What needs to be done: Repeat the records below exactly.

[Location labeling records]
▼

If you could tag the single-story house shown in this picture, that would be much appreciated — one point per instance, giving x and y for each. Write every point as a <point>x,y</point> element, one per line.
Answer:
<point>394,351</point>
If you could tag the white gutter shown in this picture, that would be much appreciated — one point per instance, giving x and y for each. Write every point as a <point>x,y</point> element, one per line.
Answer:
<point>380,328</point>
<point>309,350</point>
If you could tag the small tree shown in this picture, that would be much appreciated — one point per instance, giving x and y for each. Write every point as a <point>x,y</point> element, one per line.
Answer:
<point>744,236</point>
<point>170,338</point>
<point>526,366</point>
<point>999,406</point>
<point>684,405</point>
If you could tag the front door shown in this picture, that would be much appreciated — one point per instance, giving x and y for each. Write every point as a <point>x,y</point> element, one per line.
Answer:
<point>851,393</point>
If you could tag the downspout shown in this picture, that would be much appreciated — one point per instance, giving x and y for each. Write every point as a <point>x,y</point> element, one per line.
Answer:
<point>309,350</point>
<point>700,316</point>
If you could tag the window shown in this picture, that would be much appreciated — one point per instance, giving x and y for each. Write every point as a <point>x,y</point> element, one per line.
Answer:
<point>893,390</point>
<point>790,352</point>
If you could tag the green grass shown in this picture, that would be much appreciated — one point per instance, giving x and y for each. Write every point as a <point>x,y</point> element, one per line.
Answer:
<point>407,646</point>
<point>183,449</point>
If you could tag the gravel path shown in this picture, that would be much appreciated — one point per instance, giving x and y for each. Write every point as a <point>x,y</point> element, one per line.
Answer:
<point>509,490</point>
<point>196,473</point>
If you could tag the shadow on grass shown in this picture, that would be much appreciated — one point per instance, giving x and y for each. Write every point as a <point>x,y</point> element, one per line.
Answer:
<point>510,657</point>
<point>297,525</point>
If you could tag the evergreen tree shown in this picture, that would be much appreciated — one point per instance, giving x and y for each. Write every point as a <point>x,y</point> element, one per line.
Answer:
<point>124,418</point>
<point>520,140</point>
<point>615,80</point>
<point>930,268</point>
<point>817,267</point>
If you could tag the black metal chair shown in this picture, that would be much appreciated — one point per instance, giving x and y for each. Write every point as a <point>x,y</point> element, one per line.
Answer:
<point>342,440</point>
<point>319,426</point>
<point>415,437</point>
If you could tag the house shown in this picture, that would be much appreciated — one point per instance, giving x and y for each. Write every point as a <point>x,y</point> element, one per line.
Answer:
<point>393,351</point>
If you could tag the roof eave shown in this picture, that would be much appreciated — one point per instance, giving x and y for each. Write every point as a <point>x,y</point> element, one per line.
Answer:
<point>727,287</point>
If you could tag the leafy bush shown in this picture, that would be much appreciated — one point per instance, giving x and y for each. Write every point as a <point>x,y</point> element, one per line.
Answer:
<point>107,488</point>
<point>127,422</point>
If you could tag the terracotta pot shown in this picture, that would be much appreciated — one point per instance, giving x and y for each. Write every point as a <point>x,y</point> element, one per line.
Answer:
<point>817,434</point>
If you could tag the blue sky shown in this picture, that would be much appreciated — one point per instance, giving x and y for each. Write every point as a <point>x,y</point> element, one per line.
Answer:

▲

Answer to this task:
If you could tag the single-story house shown in this picture, that would be much appreciated — one point per instance, giving x and y for each. Write every point as a <point>x,y</point> element, one per line.
Answer:
<point>394,351</point>
If you could tag the white gutter shown in this picture, that would be much appreciated — one point per instance, giving x and y for each. Write every point as a <point>x,y</point> element, one per line.
Answer:
<point>380,328</point>
<point>309,350</point>
If you could tag the small tree shown in this picture, that would be much appreciated — one point per instance, giving x and y for each. Write every point as a <point>x,y</point> element, one per line.
Answer:
<point>744,236</point>
<point>170,338</point>
<point>526,366</point>
<point>999,406</point>
<point>684,405</point>
If you could tag the front door shown in this picture, that would be much appreciated — one point per instance, giving x and y for each. Write every point as a <point>x,y</point> element, one per line.
Answer:
<point>851,393</point>
If you could tag the downspout shown in this picture, that would be much appreciated — one point per instance, giving x and y for each. Write every point as a <point>x,y</point> element, one per line.
Answer:
<point>309,350</point>
<point>700,316</point>
If you could tag the window shown in this picture, that would be much appreciated — one point per instance, giving x and y for each. Write every point as a <point>x,y</point> element, one per line.
Answer:
<point>893,390</point>
<point>790,352</point>
If you could tag the green grass shown in this picture, that would be much appreciated — one point per instance, giving x and y for each. Write every point as a <point>x,y</point> element, one per line.
Answer:
<point>407,646</point>
<point>183,449</point>
If you could tag the gravel path shown in this picture, that would be much appreciated — one point per instance, giving x and y for each. Write every point as a <point>x,y</point> element, one per line.
Answer:
<point>509,490</point>
<point>196,473</point>
If you could tag the shadow on grass shown in this picture, that would be much appreciated — one point per instance, giving x and y for each. Write every point as a <point>x,y</point> element, one per line.
Answer:
<point>510,657</point>
<point>297,525</point>
If you could tag the evergreen tree shown in this picture, that would be much appreciated — one point per instance, giving x and y for each. Write every point as a <point>x,y</point> element, one per line.
Answer:
<point>124,418</point>
<point>520,140</point>
<point>615,80</point>
<point>930,268</point>
<point>817,267</point>
If you could tag the black metal chair shown in this picture, that would be much appreciated — one point per instance, giving x and y for each. Write every point as a <point>x,y</point> element, one per line.
Answer:
<point>342,440</point>
<point>319,426</point>
<point>415,437</point>
If you could tag the house shown in this picture, that would be much appreciated — one point per instance, giving x and y for each. Write every point as a <point>x,y</point> element, one per line.
Answer:
<point>393,351</point>
If you could tag the roof eave shown in this picture, that would be much appreciated — one point per instance, giving x and y for each. Write every point as a <point>x,y</point> element, one per line.
Answer:
<point>727,287</point>
If you could tag the leafy bush shown in this picture, that would be much appreciated — one point per instance, giving x and y for each. Write every point as a <point>x,y</point> element, one per line.
Answer:
<point>107,488</point>
<point>127,422</point>
If you could tag the terracotta pot shown in this picture, that would be much appreciated — one point per instance, giving x and y for each. Write every point as a <point>x,y</point> element, one per line.
Answer:
<point>817,434</point>
If you could tag the blue sky shown in this picture, that would be much appreciated — one point per instance, giving x and y for each. Write every point as a <point>x,y</point> element, one per line.
Answer:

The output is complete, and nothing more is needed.